** Start of Excerpted passage **

The assumption by the ranking systems is that one set of metrics can be applied to every institution and that the norms of research-based and elite universities are the gold standard that can be applied to everyone (Altbach, 2015). Goglio (Goglio, 2016) showed that the competition to improve ranks among lower ranked universities is different from the competition to do so among higher ranked universities. The rank-localized nature of competition is primarily among those universities that are similarly ranked. Grewal et al.'s (Grewal et al., 2012)
results also showed that a top-ranked university has a 0.965 probability of finishing in the top five the next year. Ultimately, regardless of popularity, universities exhibit very little power to control their rank position and, although almost all aspire to be among the upper echelons, the top positions are perennially dominated by the same institutions(Goglio, 2016).
2.2. Social Media in Higher Education
Even when the ranking systems have the same goal, technical challenges can still hamper data collection; specifically, changes in page names or web domains can affect both the visibility and discoverability of the institution's web presence. An organization can also use different web domains for search engines, aliases and independent domains for some of their subunits or services (Aguillo et al., 2008). For example, in addition to odu.edu which is the expected domain for Old Dominion University, we found odu.trisigma.org and oduwsoccerclub.wixsite.com as domains associated with university-sponsored clubs. As noted by Aguillo (Aguillo et al., 2008), an adequate web presence or lack thereof may not always correlate with the quality or prestige of the institution.

** End of Excerpted passage **
** Start of Data supplied **

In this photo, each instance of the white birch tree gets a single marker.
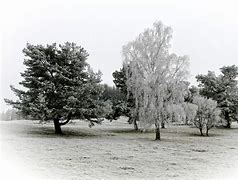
(155, 76)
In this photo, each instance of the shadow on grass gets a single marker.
(47, 132)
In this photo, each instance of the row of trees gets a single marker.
(151, 87)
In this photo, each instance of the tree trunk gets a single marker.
(162, 125)
(201, 131)
(207, 132)
(228, 121)
(135, 124)
(57, 126)
(157, 131)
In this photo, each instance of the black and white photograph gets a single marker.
(119, 90)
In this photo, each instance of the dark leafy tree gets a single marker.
(58, 85)
(224, 90)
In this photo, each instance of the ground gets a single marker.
(114, 151)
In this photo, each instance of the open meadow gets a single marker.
(114, 151)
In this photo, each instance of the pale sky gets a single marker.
(205, 30)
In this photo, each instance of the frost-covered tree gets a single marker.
(190, 111)
(155, 76)
(224, 90)
(207, 114)
(58, 85)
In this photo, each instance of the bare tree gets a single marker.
(155, 76)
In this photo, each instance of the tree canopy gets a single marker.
(58, 84)
(155, 76)
(224, 90)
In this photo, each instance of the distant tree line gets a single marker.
(151, 87)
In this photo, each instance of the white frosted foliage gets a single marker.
(155, 76)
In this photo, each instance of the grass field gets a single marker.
(114, 151)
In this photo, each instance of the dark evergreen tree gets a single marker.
(224, 90)
(58, 85)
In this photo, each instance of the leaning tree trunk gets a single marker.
(157, 131)
(201, 131)
(135, 124)
(57, 126)
(228, 121)
(207, 131)
(163, 125)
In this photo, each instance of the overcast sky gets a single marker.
(205, 30)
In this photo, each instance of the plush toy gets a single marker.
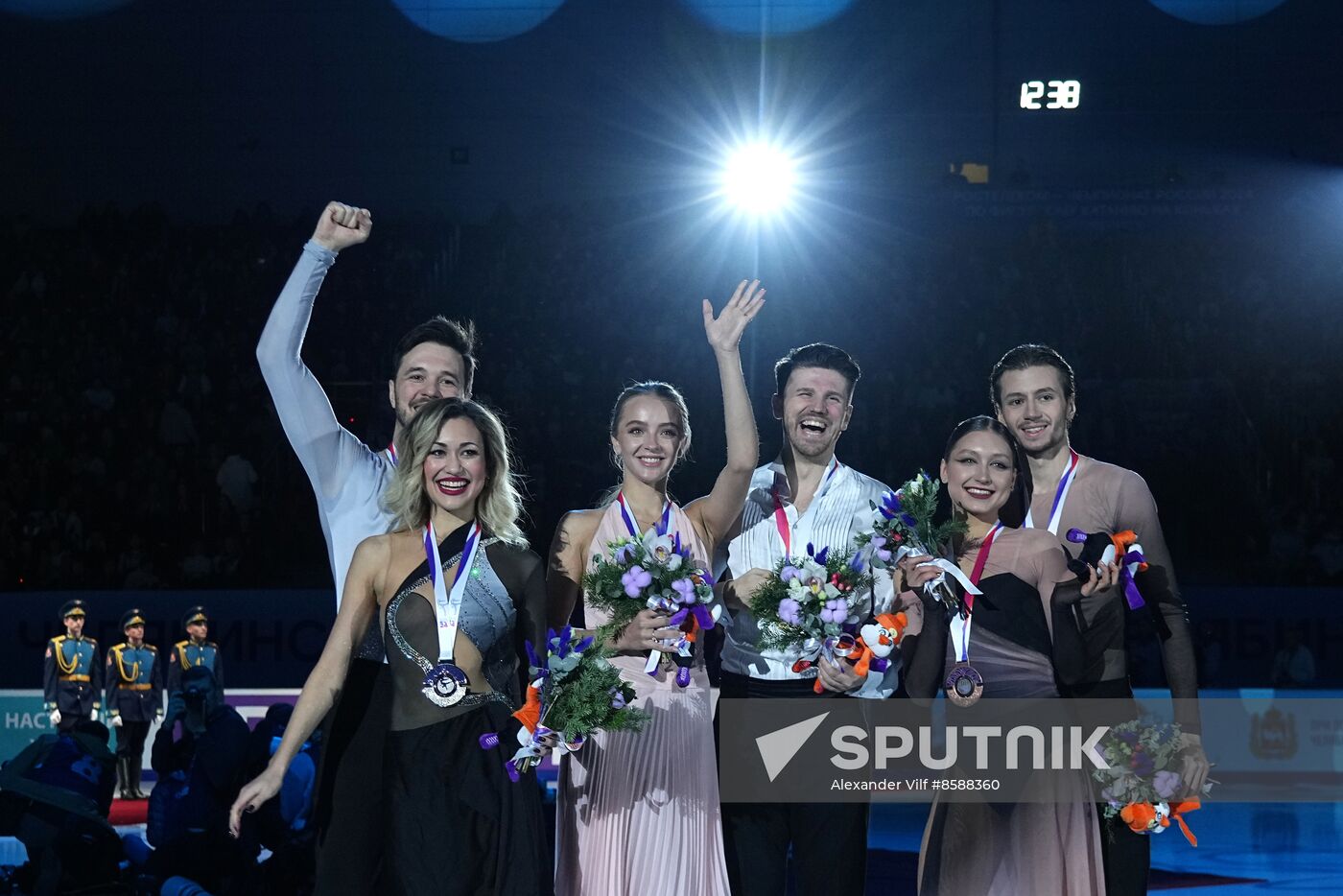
(877, 641)
(1154, 818)
(869, 651)
(1100, 549)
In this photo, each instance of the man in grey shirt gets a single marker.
(433, 360)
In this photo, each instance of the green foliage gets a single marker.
(579, 701)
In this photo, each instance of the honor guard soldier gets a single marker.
(73, 674)
(134, 698)
(194, 651)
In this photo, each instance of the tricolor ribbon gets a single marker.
(1065, 483)
(960, 623)
(781, 515)
(627, 515)
(447, 606)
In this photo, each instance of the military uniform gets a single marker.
(134, 700)
(188, 653)
(71, 674)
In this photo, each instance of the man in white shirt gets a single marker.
(433, 360)
(805, 496)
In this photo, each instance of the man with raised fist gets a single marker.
(436, 359)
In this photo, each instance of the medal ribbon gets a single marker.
(960, 625)
(627, 515)
(1065, 483)
(447, 607)
(781, 516)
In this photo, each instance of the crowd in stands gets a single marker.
(141, 450)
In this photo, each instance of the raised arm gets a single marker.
(718, 512)
(322, 445)
(328, 676)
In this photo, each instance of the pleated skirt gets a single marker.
(638, 813)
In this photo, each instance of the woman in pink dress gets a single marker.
(638, 813)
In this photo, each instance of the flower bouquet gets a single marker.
(1141, 781)
(810, 604)
(654, 573)
(904, 526)
(574, 692)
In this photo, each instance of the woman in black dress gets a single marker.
(456, 824)
(1021, 643)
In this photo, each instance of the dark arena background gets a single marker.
(1151, 187)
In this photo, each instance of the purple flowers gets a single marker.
(685, 590)
(836, 610)
(635, 580)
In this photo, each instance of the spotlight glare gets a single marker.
(758, 178)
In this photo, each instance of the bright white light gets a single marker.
(758, 178)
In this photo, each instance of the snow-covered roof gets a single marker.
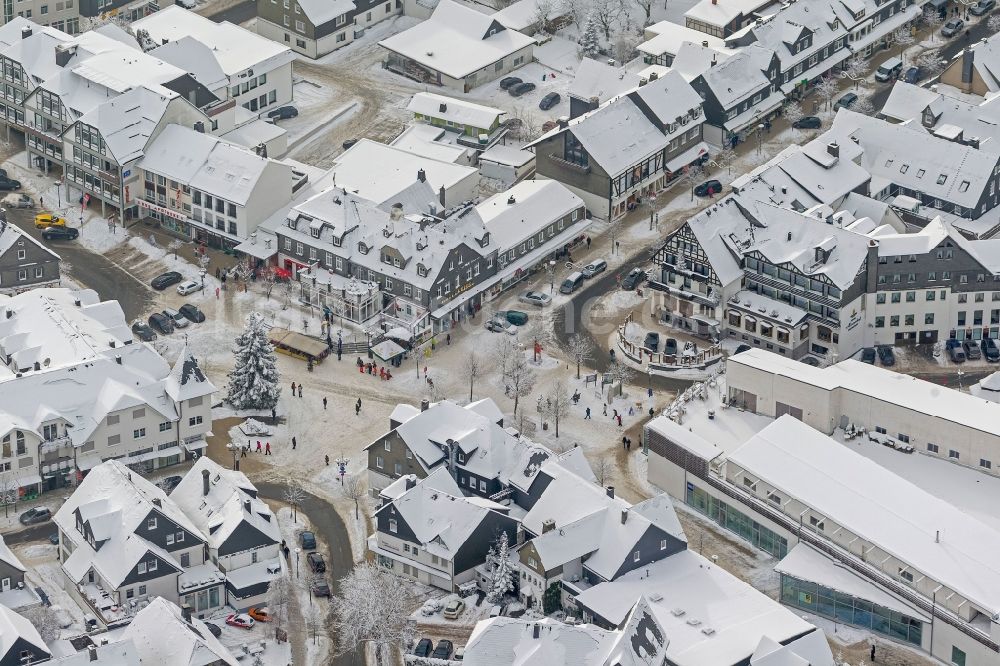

** End of Data supplied **

## Stated goal:
Transcribe the university rankings passage word for word, starting with "results also showed" and going on through "same institutions(Goglio, 2016).".

## Result for this task:
results also showed that a top-ranked university has a 0.965 probability of finishing in the top five the next year. Ultimately, regardless of popularity, universities exhibit very little power to control their rank position and, although almost all aspire to be among the upper echelons, the top positions are perennially dominated by the same institutions(Goglio, 2016).